Passage shown ▸
"We will remake our future so it is as beautiful as our past, but to take this path we need to prepare ourselves, discipline ourselves and believe in ourselves. If we have to start again, working in the sand, with dedicated teachers, then so be it."
The former Australian of the Year (1992) was the first Aboriginal to become a school principal.
I didn't know that until I Googled him. I knew he founded the band Yothu Yindi.
Love this song which was co-written with Paul Kelly: Treaty (1992 Best Song of the Year ARIA)
These guys are basically cultural superheroes in Australia - or were once. They even got a treaty promise from then Prime Minister Bob Hawke.
Of course, it didn't happen. The Australian Constitution is a fearful creature which assures the Constitutional Monarchy, Massive Government and well, I suppose they did manage to change it to recognize the Aboriginal people as citizens in 1967.
Yothu Yindi's song was a powerful political statement that resonated in the hearts and minds of many Australians - perhaps a band of "illegal asylum seekers" or "queue jumpers" (Joke! I see them as refugees if they have a legit claim to asylum) should put out a hit song, hey? I'm sure Channel Ten's Australian Idol could feature them in their upcoming season - or even Seven's new talent X Factor.
Culture actually makes culture - it's organic. Politicians they react to culture and if people feel fear it's easy to fear monger than to allay fears - isn't that how WWII started?
It's amazing the impact poets have on a society - if there's no poetry in a person there's probably one hell of a lot of arrogance and ignorance.
There's a lot of poetry in Galarrwuy Yunupingu - and he learned his ABC's drawing the alphabet with a stick in the sand!
On the weekend, he wrote a column in the Weekend Australian about education which contains some really good power points.
Pity the newspaper didn't put it up online so I could link to it.
I'll just quote a few lines.
He starts:
"The first time I heard the word "school" I was about seven, living with my extended family on the Gove Peninsula in the Northern Territory under the strict eye of my father. I spoke no English and knew no white people."
He goes on to explain how he only went to school out of respect for his father who decided that it was as necessary to learn the white man's language and culture as it was to maintain his traditional heritage and language.

Material ▸
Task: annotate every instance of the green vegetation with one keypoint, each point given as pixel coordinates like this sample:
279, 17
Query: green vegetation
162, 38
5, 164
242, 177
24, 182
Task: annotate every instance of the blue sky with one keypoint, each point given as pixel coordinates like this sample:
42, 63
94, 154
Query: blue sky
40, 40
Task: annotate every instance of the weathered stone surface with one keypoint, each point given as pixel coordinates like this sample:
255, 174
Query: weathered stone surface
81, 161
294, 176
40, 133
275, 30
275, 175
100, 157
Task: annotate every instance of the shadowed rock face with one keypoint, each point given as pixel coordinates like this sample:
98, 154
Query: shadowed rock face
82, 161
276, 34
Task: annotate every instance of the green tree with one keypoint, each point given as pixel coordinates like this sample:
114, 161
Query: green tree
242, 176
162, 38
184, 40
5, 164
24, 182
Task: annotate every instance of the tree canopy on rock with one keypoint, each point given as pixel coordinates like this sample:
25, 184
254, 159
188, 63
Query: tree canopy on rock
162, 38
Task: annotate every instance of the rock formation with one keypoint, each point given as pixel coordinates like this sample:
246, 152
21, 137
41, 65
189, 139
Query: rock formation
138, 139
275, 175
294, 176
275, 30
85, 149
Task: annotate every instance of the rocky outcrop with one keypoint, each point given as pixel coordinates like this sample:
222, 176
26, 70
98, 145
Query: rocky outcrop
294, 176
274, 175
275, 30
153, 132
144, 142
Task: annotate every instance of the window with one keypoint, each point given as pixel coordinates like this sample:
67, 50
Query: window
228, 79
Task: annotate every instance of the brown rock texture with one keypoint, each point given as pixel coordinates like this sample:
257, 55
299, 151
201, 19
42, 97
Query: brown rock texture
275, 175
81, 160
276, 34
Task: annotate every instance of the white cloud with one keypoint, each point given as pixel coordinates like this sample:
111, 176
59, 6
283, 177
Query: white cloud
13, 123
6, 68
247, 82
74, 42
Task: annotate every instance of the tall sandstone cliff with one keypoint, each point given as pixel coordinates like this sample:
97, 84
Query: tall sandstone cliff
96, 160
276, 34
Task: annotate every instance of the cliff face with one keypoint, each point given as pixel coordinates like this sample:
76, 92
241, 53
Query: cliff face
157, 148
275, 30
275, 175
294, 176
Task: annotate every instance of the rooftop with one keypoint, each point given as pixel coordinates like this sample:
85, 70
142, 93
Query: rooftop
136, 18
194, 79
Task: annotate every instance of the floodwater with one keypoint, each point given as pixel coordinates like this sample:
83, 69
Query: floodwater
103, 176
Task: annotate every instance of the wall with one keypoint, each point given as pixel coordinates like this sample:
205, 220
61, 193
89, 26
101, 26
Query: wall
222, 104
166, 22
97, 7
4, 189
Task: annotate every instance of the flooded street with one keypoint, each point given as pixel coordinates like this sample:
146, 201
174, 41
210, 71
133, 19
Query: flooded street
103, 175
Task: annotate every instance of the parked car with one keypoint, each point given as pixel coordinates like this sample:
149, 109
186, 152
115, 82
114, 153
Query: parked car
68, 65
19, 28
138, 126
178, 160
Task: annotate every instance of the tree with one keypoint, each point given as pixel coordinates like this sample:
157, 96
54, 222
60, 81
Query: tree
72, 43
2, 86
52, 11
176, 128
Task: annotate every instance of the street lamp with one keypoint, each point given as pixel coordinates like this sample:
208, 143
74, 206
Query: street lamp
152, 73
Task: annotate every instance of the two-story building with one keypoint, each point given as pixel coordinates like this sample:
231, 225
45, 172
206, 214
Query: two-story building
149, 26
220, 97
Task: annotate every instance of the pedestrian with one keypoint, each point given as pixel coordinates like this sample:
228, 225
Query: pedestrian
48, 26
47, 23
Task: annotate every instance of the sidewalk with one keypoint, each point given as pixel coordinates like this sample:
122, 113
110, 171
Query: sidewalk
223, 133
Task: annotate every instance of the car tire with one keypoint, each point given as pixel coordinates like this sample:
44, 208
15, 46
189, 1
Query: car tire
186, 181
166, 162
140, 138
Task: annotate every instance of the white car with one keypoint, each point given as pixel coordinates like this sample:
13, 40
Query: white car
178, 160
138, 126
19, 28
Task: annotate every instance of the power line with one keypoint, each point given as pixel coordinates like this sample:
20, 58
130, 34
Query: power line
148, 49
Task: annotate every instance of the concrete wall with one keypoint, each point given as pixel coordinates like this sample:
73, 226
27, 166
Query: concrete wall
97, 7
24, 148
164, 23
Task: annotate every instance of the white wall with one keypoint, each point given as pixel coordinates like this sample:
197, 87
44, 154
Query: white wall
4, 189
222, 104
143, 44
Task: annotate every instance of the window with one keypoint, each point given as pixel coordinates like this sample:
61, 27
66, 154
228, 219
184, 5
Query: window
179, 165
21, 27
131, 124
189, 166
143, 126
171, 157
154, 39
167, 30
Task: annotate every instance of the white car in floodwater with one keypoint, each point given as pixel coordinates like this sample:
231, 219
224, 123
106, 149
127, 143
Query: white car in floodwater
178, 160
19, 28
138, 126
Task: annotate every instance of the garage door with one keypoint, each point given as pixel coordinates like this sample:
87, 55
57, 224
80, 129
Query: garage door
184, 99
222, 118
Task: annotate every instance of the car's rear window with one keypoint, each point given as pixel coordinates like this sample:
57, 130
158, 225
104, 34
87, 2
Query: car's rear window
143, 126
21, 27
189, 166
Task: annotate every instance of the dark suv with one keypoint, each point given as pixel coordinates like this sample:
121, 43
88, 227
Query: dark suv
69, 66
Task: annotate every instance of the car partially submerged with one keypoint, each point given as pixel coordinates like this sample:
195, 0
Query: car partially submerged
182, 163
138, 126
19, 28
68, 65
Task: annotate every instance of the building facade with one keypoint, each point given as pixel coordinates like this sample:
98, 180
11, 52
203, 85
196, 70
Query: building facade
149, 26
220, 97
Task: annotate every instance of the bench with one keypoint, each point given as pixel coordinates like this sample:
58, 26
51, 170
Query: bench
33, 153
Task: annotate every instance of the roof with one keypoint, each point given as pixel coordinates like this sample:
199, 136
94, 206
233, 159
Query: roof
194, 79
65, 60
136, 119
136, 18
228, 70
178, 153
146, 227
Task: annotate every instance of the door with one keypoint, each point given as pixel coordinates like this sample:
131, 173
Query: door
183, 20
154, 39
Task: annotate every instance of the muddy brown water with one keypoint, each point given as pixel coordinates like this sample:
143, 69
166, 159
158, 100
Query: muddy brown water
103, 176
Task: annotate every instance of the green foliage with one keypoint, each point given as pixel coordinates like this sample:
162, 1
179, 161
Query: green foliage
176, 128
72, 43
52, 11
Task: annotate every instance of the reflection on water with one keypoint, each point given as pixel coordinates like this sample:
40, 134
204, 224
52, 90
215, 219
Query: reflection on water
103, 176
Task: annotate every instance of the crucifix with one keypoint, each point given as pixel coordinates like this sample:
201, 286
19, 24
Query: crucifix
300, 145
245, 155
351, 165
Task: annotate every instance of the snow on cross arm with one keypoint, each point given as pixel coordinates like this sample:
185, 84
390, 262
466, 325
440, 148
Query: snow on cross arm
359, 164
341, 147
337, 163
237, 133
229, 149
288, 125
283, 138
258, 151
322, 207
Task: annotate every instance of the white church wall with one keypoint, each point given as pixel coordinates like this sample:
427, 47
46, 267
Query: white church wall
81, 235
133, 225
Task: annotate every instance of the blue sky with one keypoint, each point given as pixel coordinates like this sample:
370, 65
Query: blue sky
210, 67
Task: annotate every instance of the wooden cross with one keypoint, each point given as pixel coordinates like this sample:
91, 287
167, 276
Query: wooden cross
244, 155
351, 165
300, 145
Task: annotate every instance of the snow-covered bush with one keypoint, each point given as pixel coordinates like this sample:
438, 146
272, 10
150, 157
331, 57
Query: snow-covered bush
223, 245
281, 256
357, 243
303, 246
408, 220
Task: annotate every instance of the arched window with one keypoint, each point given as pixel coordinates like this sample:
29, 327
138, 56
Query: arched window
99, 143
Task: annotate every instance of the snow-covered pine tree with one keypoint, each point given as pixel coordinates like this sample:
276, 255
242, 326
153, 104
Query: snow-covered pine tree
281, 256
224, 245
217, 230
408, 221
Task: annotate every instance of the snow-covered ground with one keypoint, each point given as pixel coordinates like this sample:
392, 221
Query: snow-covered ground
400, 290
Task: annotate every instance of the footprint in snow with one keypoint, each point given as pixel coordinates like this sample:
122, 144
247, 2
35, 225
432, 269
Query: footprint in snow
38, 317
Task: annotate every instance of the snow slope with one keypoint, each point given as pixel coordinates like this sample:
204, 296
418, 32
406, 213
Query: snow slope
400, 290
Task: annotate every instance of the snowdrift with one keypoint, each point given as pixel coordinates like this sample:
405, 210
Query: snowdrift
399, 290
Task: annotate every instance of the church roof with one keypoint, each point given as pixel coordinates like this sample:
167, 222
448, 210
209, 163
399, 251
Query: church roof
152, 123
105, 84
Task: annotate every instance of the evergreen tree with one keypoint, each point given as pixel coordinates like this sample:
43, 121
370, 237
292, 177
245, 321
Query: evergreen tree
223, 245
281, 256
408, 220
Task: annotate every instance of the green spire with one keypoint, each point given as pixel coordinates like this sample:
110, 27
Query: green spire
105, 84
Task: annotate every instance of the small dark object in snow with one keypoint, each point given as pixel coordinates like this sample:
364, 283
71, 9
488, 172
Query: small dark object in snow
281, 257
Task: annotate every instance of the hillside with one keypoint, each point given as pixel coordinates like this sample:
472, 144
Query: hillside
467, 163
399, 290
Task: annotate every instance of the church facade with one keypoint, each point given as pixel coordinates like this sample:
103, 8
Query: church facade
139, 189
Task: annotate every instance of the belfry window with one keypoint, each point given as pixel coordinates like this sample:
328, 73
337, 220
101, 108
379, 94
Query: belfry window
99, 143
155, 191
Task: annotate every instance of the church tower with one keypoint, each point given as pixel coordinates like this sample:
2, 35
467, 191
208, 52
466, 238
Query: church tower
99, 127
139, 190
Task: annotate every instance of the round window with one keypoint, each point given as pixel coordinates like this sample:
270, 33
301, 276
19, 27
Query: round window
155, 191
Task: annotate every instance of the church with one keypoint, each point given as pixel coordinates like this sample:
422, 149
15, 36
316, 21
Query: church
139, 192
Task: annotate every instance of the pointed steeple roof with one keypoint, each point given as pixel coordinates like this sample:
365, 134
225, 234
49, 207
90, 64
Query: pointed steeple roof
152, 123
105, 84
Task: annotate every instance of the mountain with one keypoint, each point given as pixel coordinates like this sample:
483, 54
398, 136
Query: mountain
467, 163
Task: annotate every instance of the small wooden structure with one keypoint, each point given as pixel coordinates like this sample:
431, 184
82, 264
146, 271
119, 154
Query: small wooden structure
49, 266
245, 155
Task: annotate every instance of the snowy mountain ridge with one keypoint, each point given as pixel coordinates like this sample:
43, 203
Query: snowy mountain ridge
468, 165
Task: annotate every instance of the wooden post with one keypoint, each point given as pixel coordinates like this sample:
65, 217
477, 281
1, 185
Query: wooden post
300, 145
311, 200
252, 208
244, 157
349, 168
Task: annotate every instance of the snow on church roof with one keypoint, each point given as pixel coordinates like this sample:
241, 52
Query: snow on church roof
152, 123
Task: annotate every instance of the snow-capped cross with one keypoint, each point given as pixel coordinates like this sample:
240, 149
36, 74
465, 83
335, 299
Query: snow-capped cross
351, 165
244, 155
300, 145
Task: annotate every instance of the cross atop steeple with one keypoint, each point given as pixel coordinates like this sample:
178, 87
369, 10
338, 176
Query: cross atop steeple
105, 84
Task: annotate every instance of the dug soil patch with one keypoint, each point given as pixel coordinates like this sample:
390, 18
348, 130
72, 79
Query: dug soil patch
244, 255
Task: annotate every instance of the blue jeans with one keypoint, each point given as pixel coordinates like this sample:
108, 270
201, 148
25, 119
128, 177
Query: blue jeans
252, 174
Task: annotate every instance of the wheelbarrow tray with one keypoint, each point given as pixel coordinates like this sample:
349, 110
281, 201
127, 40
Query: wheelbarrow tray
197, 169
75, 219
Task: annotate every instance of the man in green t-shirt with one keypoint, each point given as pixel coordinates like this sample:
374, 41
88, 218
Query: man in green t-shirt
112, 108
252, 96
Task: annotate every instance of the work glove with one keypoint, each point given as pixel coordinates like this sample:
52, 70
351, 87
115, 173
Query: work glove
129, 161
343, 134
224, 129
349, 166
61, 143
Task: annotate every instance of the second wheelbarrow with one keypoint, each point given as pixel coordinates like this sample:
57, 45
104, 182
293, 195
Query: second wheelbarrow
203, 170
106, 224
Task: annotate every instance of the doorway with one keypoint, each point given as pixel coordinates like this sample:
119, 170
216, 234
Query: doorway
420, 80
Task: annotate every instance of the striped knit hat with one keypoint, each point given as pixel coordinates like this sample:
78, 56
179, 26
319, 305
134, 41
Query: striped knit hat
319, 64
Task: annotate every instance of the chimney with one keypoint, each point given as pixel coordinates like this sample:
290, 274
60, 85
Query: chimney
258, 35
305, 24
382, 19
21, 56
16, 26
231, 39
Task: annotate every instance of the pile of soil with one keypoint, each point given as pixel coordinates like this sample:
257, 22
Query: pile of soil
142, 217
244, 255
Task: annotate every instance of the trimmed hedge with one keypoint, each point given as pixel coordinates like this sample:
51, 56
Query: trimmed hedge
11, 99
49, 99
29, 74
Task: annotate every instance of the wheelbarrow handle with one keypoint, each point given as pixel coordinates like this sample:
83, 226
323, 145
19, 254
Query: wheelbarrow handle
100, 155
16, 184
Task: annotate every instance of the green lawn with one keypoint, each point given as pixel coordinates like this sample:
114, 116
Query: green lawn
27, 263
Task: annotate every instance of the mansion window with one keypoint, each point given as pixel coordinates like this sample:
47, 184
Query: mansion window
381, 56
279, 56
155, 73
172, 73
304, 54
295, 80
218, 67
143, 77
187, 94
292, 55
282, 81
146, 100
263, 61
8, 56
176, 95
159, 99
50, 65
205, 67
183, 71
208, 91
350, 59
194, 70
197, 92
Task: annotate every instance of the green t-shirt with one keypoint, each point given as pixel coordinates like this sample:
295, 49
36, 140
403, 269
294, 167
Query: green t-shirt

Tasks and exercises ▸
#1 Return each line of the records that contains the word "spire".
#2 Extend the piece about Galarrwuy Yunupingu past its final sentence.

Per-task outputs ▸
#1
Task: annotate every instance of the green spire with one keypoint, each point given as pixel coordinates like this sample:
Query: green spire

#2
Yunupingu explains how his father was taking his lead from an ancestoral hero named Ganbulabula who made a habit of looking up and to the future.
I don't know but this sounds like a worthy kind of Australian hero to me - don't you think? I think that as we head to a national election politicians generally should keep these few things in mind as they formulate the words they speak and policies for our future.
At the recent X/Media conference I attended there was an Indian entrepreneur, a former journalist, who is busying himself with building a comics/animation studio that produces native stories about the superheroes from their ancient culture.
Gotham Chopra's Liquid Comics is collaborating with the likes of John Woo and Guy Ritchie, Nic Cage and Hugh Jackman in a fight against terrorism - yes you heard me!
He explained how as a TV journo a few weeks before 9/11 he was in Pakistan visiting an Islamic school to talk to the Imam about whether the fears of the West were justified. The school had a large poster of Osama Bin Laden on the wall. Chopra was on a plane bound out of New York when the planes struck the Twin Towers. His plane was diverted and he made his way to Ground Zero to cover the story and then help out as a volunteer.
But it was something he saw in Pakistan which made him think: Where the hell was Superman? He could've stopped this.
He had talked to a student, a boy who was wearing a Superman t-shirt, at the school. And the Imam then answered his question about whether the West need fear with another question. "Who do you think should be afraid of who?" - he was referring to cultural domination as an act of terrorism against their heritage.
And so Liquid Comics was born.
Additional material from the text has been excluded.